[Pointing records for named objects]
.....
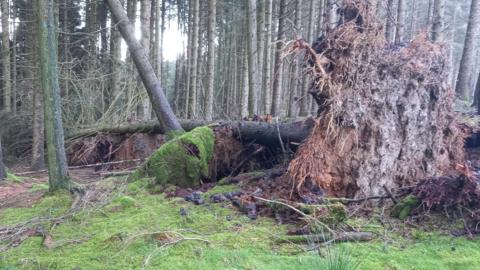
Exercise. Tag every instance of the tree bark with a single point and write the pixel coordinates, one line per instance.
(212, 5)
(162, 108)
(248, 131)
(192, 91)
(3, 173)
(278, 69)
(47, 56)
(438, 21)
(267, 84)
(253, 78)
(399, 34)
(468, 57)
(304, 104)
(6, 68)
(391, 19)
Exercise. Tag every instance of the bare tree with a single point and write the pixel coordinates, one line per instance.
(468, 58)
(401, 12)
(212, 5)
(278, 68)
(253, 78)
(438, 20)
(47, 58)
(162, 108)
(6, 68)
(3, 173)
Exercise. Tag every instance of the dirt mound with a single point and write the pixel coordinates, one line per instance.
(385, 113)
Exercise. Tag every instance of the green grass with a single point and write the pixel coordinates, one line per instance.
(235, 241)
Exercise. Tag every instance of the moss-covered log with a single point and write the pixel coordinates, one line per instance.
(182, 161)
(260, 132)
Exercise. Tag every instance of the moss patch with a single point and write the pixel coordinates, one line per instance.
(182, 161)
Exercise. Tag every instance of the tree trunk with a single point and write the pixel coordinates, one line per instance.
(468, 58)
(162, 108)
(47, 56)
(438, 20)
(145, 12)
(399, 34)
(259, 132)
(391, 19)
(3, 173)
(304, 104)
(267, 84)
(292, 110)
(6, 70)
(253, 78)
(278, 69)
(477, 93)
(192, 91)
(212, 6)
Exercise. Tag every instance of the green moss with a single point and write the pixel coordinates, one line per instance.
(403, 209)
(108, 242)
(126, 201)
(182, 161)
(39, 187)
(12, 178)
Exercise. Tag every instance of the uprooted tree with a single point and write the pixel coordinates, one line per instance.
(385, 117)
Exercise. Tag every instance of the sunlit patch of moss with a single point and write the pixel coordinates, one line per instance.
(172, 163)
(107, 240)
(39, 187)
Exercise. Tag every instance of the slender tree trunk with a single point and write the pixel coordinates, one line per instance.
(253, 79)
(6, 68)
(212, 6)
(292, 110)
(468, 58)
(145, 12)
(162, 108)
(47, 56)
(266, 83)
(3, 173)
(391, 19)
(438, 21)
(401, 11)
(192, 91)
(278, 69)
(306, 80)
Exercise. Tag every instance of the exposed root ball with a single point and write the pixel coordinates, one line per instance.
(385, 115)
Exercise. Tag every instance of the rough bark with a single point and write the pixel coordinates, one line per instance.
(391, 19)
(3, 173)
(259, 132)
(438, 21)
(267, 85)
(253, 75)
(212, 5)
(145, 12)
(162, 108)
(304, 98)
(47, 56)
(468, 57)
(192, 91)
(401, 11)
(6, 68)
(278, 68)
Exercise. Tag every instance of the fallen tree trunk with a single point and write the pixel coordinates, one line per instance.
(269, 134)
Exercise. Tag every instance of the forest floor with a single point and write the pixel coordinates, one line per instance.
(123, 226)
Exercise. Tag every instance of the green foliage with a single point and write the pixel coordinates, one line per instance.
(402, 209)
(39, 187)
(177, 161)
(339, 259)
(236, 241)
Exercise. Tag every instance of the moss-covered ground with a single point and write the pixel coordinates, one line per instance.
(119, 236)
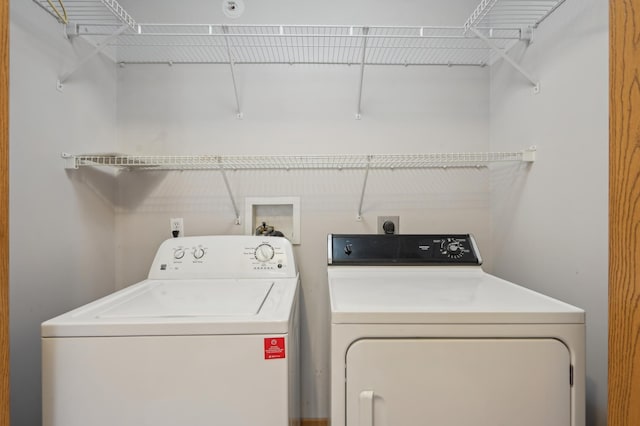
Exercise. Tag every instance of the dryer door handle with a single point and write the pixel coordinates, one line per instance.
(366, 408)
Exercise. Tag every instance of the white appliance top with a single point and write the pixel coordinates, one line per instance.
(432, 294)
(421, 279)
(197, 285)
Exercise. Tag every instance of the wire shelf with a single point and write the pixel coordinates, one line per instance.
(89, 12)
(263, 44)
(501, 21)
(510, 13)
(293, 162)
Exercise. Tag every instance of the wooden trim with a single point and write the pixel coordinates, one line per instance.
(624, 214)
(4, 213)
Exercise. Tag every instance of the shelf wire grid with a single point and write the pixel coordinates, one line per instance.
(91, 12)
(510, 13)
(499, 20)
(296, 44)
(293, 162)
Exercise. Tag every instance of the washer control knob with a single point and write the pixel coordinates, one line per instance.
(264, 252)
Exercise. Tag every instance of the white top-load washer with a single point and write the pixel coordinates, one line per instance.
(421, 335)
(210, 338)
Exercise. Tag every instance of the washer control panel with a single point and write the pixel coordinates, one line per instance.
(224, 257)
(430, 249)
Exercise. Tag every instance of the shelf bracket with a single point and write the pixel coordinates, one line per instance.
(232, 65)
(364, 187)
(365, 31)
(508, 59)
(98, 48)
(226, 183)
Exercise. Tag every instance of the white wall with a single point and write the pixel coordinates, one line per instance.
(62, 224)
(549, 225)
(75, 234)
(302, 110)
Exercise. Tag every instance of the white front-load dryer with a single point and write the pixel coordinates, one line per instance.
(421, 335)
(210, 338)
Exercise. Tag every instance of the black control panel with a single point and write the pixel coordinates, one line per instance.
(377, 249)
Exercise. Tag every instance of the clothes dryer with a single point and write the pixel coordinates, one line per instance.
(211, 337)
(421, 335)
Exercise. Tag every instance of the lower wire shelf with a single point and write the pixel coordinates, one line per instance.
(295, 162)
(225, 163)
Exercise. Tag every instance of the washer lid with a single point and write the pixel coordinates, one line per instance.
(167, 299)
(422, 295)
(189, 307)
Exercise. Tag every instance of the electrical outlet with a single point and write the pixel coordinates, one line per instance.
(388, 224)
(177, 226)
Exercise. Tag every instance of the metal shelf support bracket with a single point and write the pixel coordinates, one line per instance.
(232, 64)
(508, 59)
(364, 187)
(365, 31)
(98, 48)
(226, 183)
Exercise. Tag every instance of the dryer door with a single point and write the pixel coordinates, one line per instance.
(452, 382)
.....
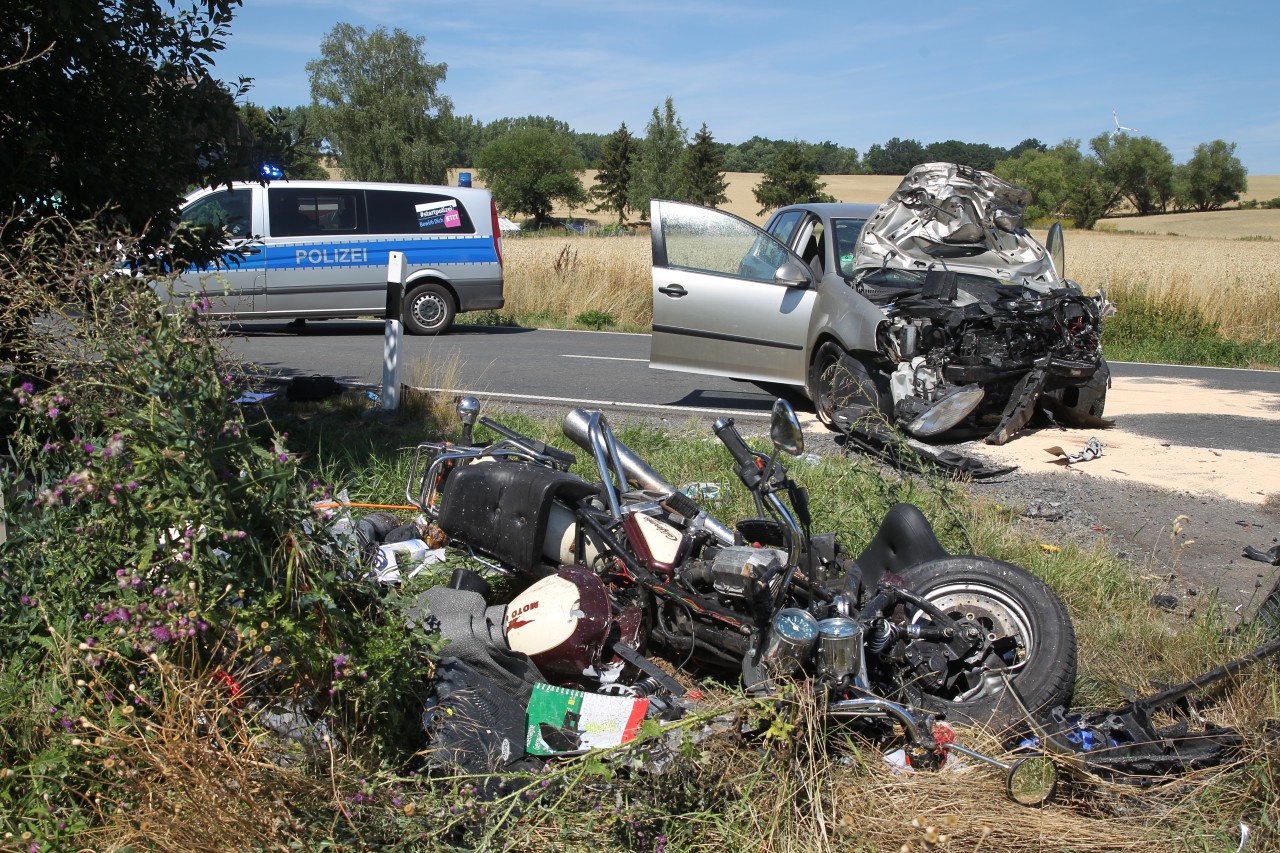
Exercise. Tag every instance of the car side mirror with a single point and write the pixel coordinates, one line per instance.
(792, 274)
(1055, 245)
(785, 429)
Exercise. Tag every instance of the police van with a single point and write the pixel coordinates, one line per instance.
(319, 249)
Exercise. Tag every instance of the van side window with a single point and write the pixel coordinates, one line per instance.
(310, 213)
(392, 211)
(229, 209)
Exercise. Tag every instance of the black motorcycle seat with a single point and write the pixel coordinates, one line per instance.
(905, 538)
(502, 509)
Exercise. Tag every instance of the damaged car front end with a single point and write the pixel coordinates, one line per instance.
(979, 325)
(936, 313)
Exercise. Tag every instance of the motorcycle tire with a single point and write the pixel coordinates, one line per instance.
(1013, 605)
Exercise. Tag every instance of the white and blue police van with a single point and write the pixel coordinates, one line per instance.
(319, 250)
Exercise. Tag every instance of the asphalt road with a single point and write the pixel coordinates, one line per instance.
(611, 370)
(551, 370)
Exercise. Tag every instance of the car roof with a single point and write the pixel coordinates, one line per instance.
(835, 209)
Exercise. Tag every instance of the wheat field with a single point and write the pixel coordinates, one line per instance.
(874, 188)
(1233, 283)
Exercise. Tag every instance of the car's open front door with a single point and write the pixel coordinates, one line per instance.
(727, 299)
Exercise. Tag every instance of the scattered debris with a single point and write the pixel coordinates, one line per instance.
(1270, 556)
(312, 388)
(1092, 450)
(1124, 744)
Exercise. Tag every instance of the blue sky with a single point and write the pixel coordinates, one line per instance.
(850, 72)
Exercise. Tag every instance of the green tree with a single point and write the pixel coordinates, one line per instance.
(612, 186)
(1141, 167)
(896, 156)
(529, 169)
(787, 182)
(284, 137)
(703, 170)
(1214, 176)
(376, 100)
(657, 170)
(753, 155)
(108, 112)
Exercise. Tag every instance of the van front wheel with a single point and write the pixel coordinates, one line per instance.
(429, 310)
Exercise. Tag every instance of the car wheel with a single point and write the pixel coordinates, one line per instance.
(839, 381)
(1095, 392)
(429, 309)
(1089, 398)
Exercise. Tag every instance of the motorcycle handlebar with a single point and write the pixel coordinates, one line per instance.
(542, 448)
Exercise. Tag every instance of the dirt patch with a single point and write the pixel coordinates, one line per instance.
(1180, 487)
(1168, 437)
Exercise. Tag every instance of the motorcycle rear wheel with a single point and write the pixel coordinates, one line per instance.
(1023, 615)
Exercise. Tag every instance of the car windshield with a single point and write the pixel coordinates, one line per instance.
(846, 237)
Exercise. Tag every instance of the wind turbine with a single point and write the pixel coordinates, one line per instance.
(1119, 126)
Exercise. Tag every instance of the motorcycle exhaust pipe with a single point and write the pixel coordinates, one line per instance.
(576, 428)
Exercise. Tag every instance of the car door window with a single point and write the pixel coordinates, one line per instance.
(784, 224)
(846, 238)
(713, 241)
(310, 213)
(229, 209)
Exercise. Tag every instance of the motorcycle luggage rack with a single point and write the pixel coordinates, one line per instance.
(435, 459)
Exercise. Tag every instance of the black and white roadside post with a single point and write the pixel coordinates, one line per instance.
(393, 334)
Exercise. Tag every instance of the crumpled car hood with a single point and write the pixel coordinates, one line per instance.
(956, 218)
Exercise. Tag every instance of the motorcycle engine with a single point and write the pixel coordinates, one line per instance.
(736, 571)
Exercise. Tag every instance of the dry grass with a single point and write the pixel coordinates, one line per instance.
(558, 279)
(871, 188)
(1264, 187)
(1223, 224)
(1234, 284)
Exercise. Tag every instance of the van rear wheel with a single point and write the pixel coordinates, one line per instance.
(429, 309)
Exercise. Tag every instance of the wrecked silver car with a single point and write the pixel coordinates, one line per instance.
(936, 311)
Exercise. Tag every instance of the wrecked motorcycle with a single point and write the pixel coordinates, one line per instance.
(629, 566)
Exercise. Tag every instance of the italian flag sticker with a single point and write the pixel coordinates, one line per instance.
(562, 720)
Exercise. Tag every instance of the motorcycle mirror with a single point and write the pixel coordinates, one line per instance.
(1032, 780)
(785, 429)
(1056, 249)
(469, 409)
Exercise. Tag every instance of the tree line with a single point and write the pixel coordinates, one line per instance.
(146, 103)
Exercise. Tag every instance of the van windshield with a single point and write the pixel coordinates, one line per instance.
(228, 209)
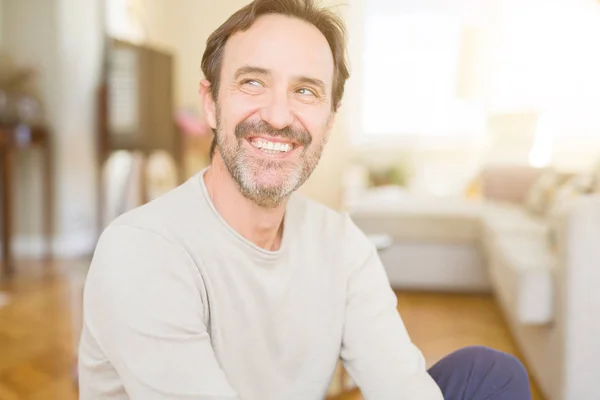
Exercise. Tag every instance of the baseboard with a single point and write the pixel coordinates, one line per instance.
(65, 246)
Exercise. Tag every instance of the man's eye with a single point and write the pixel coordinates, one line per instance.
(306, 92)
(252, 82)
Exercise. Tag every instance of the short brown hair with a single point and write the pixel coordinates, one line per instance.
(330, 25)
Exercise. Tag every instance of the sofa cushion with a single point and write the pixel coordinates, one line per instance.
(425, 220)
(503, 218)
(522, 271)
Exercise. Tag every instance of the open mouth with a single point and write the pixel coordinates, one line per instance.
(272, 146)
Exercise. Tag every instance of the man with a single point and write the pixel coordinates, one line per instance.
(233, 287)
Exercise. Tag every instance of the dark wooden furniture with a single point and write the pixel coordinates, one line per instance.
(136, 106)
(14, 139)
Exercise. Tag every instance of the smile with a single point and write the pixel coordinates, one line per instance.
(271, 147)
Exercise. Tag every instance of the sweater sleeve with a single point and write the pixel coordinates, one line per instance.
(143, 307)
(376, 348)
.....
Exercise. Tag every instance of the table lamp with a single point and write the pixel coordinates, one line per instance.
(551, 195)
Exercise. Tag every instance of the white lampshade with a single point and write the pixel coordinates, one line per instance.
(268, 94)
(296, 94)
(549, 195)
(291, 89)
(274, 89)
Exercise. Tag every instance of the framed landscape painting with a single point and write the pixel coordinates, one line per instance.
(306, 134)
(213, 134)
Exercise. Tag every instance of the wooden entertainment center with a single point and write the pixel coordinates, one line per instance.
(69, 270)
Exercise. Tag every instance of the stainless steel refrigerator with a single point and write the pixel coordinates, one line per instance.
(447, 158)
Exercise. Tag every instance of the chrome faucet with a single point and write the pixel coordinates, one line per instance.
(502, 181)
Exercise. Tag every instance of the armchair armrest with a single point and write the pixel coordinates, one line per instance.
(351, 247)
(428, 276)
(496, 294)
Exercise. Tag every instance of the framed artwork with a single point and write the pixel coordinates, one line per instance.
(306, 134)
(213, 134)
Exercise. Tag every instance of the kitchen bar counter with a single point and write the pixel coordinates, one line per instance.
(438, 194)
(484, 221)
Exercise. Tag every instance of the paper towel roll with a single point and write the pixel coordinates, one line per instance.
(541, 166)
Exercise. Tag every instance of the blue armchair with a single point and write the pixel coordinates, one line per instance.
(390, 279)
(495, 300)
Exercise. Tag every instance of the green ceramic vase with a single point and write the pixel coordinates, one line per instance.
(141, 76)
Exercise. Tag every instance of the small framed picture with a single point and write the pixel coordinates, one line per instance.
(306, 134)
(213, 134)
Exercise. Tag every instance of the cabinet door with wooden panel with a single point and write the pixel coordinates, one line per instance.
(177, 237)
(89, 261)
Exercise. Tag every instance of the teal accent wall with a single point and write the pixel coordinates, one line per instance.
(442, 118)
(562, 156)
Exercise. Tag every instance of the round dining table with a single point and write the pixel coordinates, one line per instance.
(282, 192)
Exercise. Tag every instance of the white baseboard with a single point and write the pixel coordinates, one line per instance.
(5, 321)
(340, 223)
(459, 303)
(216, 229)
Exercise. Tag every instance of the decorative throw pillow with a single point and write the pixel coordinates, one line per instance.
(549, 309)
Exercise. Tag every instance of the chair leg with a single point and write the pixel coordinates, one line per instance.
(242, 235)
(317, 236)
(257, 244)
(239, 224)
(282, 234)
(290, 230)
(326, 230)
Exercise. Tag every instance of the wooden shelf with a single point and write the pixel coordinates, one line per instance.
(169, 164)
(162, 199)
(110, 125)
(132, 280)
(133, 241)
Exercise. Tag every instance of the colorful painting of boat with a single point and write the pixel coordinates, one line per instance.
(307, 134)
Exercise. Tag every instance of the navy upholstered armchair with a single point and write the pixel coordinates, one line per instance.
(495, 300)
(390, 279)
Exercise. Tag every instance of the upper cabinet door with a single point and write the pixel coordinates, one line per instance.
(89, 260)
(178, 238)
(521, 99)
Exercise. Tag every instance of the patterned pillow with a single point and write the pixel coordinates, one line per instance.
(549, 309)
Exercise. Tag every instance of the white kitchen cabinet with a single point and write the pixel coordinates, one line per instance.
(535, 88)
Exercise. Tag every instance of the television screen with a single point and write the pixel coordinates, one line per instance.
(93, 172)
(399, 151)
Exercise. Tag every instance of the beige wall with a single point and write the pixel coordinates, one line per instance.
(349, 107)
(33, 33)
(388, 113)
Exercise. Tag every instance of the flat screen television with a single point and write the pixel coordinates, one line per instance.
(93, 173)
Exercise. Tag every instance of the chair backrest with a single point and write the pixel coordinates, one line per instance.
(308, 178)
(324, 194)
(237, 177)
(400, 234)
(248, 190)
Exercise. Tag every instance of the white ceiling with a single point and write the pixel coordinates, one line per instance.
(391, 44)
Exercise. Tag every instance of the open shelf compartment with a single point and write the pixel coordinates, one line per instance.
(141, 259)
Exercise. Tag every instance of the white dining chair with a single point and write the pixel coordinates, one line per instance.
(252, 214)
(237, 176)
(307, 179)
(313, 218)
.....
*THE EXERCISE*
Please copy the stretch of the listing from the line containing "Exercise. Tag every instance of the car's" through the line containing "(1023, 615)", both ends included, word for word and with nothing else.

*EXERCISE RESULT*
Exercise. Tag every instance of the car's open front door with a single point and write the pixel coordinates, one line per instance.
(727, 299)
Exercise. Tag every instance of the scattered debris with a single point and write the pixel coordinates, one line per instance.
(1270, 556)
(312, 388)
(1092, 450)
(1124, 744)
Exercise. Tag every instance of the blue sky with a single point and write the pixel coordinates, one line per instance.
(850, 72)
Exercise. Tag every instance of the green tree with a single point and write the pixel coordinates, one line per instance.
(612, 186)
(1141, 167)
(896, 156)
(529, 169)
(787, 182)
(284, 137)
(703, 170)
(1214, 176)
(376, 100)
(657, 170)
(753, 155)
(108, 112)
Exercise. Tag every instance of the van front wheel with a single point and write the pixel coordinates, one line per instance.
(429, 310)
Exercise. Tag every instance of the car wheel with a single point and write the pixel coordinates, one line per instance.
(839, 381)
(1095, 392)
(429, 309)
(1089, 398)
Exercise. Tag every instance of the motorcycle handlebar with a single point and write the pixel coordinates, one line per instance.
(542, 448)
Exercise. Tag every instance of the dirt patch with a single point and write the pixel coordinates, one line per instance.
(1180, 487)
(1168, 437)
Exercise. Tag every instance of the motorcycle rear wheel with a single point and write the pixel coordinates, one line per instance.
(1023, 615)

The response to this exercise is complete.